Material provided
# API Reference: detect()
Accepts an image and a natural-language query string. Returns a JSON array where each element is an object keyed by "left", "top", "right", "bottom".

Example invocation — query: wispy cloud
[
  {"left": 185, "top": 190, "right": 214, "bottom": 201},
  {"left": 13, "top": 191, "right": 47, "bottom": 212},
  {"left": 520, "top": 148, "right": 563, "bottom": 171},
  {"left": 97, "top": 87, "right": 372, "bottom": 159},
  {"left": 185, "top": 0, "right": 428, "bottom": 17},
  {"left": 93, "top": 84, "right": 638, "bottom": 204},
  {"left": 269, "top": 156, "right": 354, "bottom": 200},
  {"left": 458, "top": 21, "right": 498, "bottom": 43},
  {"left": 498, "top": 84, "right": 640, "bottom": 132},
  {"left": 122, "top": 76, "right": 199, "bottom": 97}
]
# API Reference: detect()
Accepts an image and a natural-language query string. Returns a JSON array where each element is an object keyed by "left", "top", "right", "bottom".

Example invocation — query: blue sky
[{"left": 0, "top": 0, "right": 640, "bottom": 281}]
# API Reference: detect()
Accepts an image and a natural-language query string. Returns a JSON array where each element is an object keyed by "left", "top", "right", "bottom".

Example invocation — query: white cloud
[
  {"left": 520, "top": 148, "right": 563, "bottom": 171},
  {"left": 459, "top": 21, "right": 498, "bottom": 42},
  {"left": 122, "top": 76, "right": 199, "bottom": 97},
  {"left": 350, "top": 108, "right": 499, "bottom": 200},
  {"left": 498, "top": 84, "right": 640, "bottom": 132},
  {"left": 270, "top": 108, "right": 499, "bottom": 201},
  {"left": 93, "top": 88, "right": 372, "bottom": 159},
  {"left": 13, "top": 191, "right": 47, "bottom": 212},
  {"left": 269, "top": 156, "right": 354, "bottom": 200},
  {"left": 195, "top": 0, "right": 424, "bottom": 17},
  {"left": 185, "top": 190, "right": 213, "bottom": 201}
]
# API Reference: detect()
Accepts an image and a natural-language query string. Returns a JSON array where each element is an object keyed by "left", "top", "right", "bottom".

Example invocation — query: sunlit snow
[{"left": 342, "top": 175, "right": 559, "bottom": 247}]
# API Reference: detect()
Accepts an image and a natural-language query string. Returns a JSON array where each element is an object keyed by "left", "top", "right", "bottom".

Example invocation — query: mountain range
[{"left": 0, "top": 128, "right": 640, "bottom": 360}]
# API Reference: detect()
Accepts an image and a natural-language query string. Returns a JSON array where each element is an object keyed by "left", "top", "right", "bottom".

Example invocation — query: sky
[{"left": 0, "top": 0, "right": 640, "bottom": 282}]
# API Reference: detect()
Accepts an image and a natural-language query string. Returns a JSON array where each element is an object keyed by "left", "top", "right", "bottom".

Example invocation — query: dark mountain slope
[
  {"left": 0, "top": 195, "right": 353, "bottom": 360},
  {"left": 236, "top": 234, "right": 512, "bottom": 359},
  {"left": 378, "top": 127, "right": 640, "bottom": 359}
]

Requirements
Pull out every line of the items above that contains the string "cloud", matching case exactly.

Result of this task
Example invocation — query: wispy cloud
Example invocation — query: white cloud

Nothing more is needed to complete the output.